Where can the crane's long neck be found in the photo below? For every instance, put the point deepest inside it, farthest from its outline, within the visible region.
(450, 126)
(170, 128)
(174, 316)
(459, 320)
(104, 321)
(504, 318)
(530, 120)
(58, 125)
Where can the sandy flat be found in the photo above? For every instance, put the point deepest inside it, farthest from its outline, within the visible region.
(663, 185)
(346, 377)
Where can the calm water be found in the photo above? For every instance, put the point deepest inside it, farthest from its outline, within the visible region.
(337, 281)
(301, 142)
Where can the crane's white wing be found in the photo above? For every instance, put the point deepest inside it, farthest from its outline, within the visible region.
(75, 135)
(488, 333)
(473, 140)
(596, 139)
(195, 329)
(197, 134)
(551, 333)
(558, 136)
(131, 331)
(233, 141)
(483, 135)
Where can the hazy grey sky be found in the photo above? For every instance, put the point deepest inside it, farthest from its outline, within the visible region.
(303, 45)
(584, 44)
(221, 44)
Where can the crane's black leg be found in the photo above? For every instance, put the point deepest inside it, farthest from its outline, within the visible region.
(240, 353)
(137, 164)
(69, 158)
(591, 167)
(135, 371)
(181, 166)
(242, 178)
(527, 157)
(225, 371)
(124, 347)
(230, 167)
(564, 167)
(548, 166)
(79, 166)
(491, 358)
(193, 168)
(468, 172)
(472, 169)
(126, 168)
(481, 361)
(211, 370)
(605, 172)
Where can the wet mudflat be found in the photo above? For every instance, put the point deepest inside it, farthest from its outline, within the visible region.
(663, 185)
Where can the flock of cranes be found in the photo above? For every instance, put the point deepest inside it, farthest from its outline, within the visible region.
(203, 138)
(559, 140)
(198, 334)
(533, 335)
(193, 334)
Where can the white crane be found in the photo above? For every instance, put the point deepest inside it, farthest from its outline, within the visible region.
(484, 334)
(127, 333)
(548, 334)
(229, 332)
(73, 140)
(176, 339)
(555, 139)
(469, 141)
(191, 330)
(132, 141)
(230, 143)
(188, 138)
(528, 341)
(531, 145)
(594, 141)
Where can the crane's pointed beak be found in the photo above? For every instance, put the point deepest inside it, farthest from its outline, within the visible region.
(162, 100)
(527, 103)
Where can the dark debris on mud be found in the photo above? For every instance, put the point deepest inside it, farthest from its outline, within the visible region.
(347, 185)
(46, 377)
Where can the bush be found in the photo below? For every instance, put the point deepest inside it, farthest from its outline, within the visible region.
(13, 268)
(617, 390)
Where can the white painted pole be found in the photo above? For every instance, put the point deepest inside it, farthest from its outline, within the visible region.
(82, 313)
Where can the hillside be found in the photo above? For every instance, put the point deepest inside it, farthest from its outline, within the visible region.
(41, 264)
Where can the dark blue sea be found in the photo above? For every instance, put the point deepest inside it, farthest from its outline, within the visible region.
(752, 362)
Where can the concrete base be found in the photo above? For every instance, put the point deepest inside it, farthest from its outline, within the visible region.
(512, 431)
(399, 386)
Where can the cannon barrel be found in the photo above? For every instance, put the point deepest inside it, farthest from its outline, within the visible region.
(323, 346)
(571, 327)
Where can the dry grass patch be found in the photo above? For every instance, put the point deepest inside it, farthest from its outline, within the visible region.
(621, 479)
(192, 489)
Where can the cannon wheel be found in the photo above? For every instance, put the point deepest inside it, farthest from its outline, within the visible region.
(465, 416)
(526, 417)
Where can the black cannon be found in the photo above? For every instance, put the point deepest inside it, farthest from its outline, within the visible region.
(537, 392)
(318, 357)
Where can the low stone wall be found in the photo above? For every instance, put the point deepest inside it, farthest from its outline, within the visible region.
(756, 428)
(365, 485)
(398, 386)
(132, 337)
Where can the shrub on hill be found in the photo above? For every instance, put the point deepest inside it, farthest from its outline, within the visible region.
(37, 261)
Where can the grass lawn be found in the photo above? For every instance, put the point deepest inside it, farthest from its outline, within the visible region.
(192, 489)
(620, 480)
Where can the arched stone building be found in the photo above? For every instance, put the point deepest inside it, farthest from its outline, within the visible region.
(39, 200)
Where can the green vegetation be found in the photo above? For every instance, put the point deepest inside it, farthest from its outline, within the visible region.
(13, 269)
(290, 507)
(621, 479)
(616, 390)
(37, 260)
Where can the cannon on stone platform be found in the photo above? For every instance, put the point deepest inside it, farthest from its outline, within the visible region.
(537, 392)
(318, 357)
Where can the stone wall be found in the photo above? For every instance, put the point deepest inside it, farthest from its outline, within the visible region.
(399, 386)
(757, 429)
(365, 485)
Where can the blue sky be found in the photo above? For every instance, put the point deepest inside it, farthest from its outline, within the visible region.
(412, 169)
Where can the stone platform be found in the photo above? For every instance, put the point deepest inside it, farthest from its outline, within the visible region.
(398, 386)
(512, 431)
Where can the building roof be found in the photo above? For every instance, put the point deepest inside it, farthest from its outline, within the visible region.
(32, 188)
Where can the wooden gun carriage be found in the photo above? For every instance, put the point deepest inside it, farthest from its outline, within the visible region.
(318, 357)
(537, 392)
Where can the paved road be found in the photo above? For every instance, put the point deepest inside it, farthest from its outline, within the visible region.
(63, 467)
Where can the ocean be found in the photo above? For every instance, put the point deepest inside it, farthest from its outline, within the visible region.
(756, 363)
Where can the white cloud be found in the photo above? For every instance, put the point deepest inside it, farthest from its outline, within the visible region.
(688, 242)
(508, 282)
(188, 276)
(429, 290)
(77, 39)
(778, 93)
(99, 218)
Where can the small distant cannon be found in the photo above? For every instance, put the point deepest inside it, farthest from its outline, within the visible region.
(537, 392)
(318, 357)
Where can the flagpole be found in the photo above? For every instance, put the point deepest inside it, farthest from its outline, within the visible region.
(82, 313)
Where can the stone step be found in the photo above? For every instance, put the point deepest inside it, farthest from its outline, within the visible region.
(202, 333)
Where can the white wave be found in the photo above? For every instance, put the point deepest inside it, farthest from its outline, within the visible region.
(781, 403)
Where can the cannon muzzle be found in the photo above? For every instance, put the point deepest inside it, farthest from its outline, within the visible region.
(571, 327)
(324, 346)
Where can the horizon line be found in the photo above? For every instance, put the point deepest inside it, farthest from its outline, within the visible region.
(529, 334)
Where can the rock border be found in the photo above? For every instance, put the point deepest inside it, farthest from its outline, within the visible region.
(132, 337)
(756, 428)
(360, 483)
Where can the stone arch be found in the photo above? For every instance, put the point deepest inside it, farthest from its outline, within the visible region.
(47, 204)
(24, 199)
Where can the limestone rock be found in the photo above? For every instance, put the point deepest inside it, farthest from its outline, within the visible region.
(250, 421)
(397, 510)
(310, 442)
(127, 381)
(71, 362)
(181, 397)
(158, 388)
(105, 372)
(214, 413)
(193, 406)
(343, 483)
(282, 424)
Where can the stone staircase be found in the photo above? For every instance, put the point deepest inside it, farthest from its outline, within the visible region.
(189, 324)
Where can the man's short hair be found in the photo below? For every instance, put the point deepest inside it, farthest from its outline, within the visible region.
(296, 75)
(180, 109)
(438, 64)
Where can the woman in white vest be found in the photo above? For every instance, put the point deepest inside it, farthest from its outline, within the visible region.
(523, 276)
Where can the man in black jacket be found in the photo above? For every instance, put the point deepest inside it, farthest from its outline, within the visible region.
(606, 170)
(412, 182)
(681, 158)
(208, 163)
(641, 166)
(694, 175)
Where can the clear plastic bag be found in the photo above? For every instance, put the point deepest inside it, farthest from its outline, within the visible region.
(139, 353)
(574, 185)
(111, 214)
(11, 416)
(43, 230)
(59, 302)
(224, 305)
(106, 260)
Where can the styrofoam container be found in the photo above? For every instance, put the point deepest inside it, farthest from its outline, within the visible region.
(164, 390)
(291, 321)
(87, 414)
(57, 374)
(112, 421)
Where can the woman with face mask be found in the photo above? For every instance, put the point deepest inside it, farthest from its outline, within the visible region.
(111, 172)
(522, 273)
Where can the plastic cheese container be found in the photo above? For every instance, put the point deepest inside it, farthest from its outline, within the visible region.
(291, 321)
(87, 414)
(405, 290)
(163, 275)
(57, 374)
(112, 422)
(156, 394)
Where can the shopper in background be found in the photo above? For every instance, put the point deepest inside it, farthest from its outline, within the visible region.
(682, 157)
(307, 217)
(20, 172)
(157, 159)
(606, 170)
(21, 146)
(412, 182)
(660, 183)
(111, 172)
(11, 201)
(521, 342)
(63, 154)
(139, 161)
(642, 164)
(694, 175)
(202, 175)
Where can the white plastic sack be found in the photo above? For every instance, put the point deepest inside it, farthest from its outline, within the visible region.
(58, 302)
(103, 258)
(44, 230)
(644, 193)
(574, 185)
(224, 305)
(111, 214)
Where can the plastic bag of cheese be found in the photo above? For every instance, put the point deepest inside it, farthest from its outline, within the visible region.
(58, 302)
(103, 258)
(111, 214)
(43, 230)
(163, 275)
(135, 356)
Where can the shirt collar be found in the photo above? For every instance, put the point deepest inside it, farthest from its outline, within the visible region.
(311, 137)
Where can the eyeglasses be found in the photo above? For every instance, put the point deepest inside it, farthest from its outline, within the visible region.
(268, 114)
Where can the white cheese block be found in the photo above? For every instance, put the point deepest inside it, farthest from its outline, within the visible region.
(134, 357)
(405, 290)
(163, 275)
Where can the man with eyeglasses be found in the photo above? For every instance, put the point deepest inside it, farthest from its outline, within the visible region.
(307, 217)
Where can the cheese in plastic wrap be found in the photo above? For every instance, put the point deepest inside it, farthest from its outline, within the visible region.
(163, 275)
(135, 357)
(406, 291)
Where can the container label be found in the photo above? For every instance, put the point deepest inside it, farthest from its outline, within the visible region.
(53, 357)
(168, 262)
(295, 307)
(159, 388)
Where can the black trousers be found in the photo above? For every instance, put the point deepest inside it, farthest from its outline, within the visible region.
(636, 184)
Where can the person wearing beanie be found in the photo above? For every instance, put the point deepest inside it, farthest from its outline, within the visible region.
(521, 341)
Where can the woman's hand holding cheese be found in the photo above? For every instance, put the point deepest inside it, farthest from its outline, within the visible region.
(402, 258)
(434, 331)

*PROBLEM REQUIREMENTS*
Replace "hand" with "palm" in the data from the line with "Where can the woman's" through the end, and give those lines back with no other change.

*COMPLETED TASK*
Where can the woman's palm holding cheese be found in the photo above? For every instance, put the point deepest inside it, farthest from its outline, within the visible region.
(402, 258)
(434, 331)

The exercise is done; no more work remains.